Task:
Update the entries below by replacing "shrub" with "bush" wherever it occurs, leaving everything else unchanged. Omit the pictures from your answer.

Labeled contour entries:
———

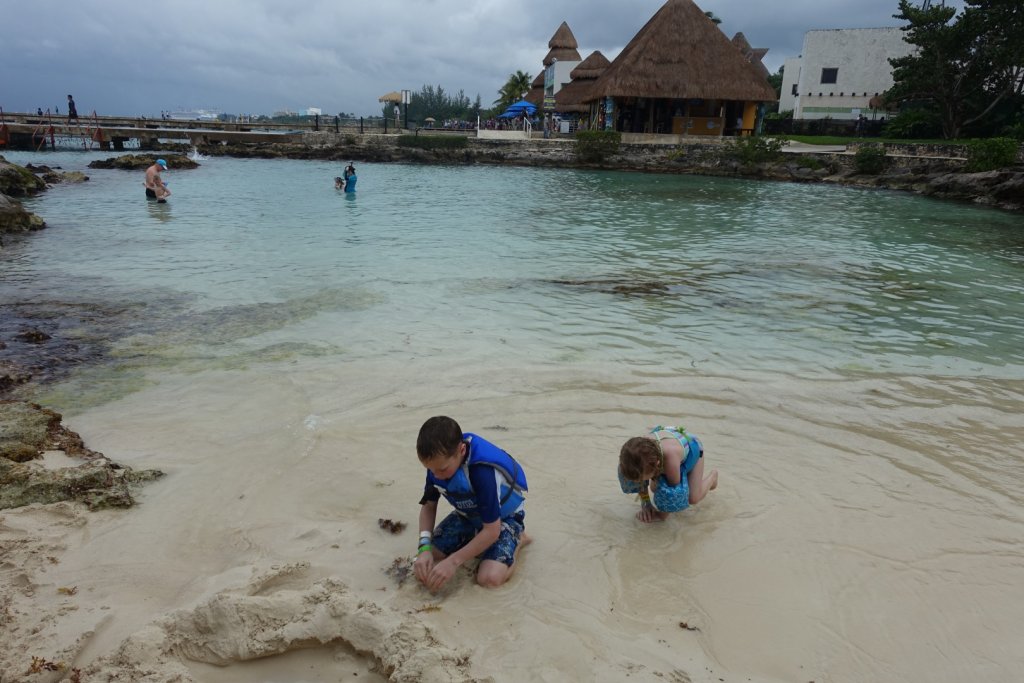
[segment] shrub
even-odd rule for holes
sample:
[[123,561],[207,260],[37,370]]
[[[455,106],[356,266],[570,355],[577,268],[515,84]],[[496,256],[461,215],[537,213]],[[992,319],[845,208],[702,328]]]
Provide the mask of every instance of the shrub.
[[1017,163],[1020,143],[1012,137],[990,137],[978,140],[967,150],[966,170],[970,173],[994,171]]
[[1024,142],[1024,119],[1004,128],[1002,134]]
[[878,175],[886,170],[888,165],[886,148],[881,144],[862,144],[853,155],[853,166],[857,169],[857,173]]
[[600,164],[618,154],[623,135],[614,130],[581,130],[577,132],[577,158],[588,164]]
[[737,160],[744,166],[761,164],[778,160],[782,156],[783,144],[785,142],[777,137],[762,135],[734,137],[726,143],[725,156]]
[[465,150],[469,138],[465,135],[441,137],[440,135],[399,135],[399,147],[416,147],[418,150]]
[[906,110],[886,122],[882,133],[902,140],[941,137],[942,121],[934,112]]
[[812,171],[817,171],[818,169],[824,168],[825,165],[821,163],[820,159],[816,157],[808,157],[807,155],[800,155],[797,159],[797,166],[800,168],[809,168]]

———

Response to the exercise:
[segment] bush
even-odd rule for holes
sample:
[[123,561],[207,260],[37,370]]
[[[455,106],[356,266],[570,355],[577,268],[515,84]],[[496,256],[461,215],[537,213]],[[992,319],[845,208],[702,328]]]
Provide the mask of every instance of the bush.
[[1017,163],[1020,143],[1012,137],[990,137],[978,140],[967,150],[966,170],[970,173],[994,171]]
[[1024,142],[1024,119],[1004,128],[1002,134]]
[[878,175],[886,170],[888,165],[886,148],[881,144],[862,144],[853,155],[853,166],[857,169],[857,173]]
[[600,164],[618,154],[623,135],[614,130],[581,130],[577,132],[577,158],[588,164]]
[[737,160],[744,166],[761,164],[778,160],[782,156],[783,144],[785,142],[777,137],[762,135],[734,137],[726,143],[725,156]]
[[465,150],[469,138],[465,135],[441,137],[440,135],[399,135],[399,147],[416,147],[418,150]]
[[906,110],[886,122],[882,133],[902,140],[941,137],[942,121],[934,112]]
[[812,171],[817,171],[818,169],[824,168],[825,165],[821,163],[820,159],[816,157],[808,157],[807,155],[800,155],[797,159],[797,166],[800,168],[809,168]]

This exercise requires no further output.